-- START OF Provided records --

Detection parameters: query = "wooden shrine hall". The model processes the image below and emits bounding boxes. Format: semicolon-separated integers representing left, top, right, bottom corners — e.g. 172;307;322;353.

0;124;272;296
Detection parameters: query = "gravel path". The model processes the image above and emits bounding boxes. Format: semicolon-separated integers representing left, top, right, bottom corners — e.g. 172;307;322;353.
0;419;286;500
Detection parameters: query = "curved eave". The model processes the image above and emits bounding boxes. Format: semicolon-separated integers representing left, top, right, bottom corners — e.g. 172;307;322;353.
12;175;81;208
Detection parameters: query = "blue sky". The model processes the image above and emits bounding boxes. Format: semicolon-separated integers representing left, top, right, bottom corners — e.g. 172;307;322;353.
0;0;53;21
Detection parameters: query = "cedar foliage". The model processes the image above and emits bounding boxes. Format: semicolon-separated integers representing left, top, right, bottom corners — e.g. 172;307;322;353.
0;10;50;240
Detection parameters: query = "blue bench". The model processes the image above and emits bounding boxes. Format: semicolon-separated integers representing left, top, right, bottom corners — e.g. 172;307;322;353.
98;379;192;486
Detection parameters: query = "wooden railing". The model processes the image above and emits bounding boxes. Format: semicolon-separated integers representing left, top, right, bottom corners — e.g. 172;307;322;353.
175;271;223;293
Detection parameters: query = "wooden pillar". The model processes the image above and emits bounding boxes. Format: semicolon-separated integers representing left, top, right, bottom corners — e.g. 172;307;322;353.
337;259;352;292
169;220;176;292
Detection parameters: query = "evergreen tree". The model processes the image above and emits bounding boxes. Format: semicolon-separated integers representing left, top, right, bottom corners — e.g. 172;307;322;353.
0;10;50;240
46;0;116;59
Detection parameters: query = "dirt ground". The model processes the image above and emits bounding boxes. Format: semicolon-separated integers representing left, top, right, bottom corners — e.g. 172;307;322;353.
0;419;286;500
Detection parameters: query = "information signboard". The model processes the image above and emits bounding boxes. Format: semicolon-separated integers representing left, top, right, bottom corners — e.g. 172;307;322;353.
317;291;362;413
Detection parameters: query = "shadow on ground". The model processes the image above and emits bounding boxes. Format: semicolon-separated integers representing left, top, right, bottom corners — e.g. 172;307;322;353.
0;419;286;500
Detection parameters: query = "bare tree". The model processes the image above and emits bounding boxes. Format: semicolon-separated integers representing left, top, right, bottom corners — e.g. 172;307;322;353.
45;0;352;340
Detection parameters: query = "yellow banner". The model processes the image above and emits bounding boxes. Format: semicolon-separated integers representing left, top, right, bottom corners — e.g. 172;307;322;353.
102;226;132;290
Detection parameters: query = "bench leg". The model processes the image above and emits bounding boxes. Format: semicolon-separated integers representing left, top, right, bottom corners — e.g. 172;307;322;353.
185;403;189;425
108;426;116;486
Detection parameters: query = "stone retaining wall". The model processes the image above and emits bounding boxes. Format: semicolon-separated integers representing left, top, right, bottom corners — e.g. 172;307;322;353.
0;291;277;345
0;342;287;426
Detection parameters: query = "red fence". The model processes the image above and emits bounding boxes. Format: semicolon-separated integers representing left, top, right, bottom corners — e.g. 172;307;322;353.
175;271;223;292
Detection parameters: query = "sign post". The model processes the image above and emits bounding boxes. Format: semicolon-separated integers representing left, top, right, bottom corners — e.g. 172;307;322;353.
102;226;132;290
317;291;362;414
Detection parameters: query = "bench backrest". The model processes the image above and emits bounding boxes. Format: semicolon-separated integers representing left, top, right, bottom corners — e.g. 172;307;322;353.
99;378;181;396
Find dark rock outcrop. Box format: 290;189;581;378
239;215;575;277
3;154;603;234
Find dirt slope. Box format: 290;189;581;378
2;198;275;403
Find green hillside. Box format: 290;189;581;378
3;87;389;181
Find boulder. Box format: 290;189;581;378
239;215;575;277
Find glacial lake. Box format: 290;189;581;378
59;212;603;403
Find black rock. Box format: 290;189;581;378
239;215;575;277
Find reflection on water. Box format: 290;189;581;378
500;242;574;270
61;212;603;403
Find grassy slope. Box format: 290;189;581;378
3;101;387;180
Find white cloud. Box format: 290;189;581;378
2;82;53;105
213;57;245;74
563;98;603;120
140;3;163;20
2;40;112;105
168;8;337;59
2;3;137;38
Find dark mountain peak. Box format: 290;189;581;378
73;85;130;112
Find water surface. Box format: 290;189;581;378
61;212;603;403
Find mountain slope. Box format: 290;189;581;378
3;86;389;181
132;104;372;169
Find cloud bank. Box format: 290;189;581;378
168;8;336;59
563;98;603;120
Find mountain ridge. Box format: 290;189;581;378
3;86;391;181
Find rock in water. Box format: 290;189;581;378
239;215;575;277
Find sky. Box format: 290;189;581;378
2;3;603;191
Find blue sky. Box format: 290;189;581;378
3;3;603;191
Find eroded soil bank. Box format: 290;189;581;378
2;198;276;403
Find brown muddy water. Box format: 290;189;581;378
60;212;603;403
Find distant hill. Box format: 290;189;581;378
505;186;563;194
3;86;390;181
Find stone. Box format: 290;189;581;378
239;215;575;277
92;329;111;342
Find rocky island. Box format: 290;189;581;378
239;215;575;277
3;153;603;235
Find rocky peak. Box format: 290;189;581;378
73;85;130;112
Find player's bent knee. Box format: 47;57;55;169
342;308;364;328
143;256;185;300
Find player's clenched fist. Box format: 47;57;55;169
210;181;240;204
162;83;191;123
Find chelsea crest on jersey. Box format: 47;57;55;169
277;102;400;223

-- END OF Provided records --

# [The task]
Pick out and copy in full every line of the data above that contains the string "water". The match is case-sensitive.

# [Response to this task]
Find reflection on water. Box format: 290;189;581;378
Find water surface. Box format: 290;189;581;378
Find rock in water. Box format: 290;189;581;378
Find brown muddy water. Box format: 290;189;581;378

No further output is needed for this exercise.